====== Input material ======

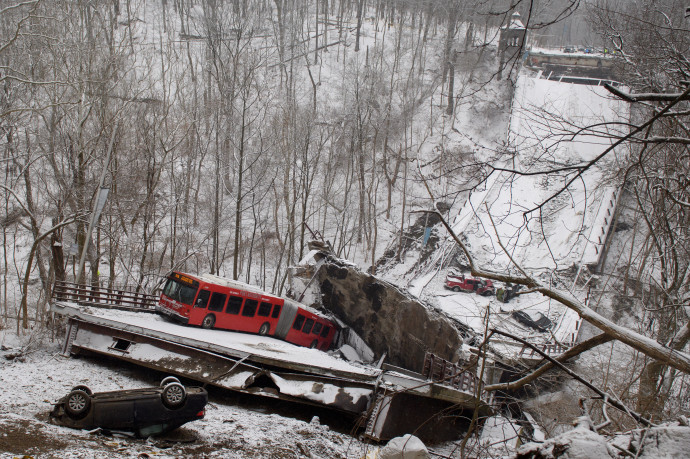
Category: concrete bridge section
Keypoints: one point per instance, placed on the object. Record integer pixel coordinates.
(389, 401)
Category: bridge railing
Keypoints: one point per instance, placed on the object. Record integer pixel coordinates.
(94, 295)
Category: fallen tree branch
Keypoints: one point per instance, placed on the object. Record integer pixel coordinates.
(607, 398)
(672, 357)
(569, 354)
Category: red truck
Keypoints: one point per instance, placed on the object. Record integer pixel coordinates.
(458, 282)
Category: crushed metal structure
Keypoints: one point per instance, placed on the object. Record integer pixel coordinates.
(391, 401)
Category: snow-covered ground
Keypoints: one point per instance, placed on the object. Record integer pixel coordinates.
(561, 236)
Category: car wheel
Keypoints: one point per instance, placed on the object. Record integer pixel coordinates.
(208, 322)
(84, 388)
(168, 379)
(77, 404)
(174, 395)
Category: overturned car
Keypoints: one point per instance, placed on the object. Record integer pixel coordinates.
(143, 412)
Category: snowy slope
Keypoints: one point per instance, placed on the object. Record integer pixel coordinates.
(558, 234)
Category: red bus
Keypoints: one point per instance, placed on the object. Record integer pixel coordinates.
(216, 302)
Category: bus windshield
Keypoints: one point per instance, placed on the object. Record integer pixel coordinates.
(179, 292)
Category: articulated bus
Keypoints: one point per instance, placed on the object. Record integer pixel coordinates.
(215, 302)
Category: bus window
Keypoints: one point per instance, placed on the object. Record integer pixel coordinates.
(234, 305)
(265, 309)
(307, 325)
(217, 302)
(179, 292)
(249, 309)
(276, 311)
(202, 299)
(299, 321)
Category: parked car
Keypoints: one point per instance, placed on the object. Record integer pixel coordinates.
(535, 320)
(505, 294)
(144, 412)
(459, 282)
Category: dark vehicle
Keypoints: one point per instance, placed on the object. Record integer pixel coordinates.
(458, 282)
(508, 292)
(144, 412)
(536, 320)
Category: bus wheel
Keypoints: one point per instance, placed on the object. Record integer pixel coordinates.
(208, 322)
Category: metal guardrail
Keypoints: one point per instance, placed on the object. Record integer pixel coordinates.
(449, 374)
(94, 295)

======

◆ Short exercise:
Swap "overturned car" for "upside-down car" throughout the lines above and write them all out again with nothing else changed. Leave the picture out of your answer.

◆ Result below:
Category: concrete bridge section
Keypoints: one point per instance, placed on the object. Record integer pixel coordinates.
(389, 401)
Category: bridge railing
Keypoints: one point per instance, placed on the object. Record integer pixel coordinates.
(94, 295)
Category: fallen tree branch
Keypoints: one point per instance, placed on the object. Record integer pixel coordinates.
(607, 398)
(672, 357)
(569, 354)
Category: red truck
Keypoints: one point per instance, placed on the object. Record integer pixel coordinates.
(458, 282)
Category: crushed metal structure
Keypoints: one point per instance, placed on the object. Record integer pixel coordinates.
(391, 401)
Category: snow-covered ground
Keypoints: one point per instance, placed on the object. Record integer pixel coordinates.
(561, 236)
Category: car wheel
Keypoints: one point per instance, placed on the object. Record integer pixel coordinates.
(208, 322)
(84, 388)
(168, 379)
(77, 404)
(174, 395)
Category: upside-down car
Keypoints: one point per instance, placed on the object. Record integer pixel coordinates.
(143, 412)
Category: snowy slope
Keypoints: one point per instance, placed on the object. Record integer pixel coordinates.
(558, 234)
Category: red bus
Keypoints: one point per instance, placed on the object. Record integer pixel coordinates.
(216, 302)
Category: bus windshield
Keypoints: one point per instance, placed on the object. Record integer pixel coordinates.
(179, 292)
Category: articulated bus
Keypoints: one point per instance, placed on the object. Record integer pixel coordinates.
(215, 302)
Category: bus window
Keypoints: one point per instance, placed on the object. Record integer pixel coordinates.
(234, 305)
(265, 309)
(307, 325)
(217, 302)
(179, 292)
(249, 309)
(276, 311)
(202, 299)
(299, 321)
Category: parked car
Keypoints: one point per instance, placed on the object. Record integer pixel coordinates.
(535, 320)
(505, 294)
(144, 412)
(459, 282)
Category: dark vehicle
Keypoints: one point per instance, placed on the object. Record integer pixel coordinates.
(458, 282)
(508, 292)
(144, 412)
(536, 320)
Category: bus wheel
Keypoints: one point per instance, placed on the object. Record integer pixel coordinates.
(208, 322)
Category: metal guardrail
Keypoints: one point per instance, placed on the object. Record integer pixel coordinates.
(449, 374)
(94, 295)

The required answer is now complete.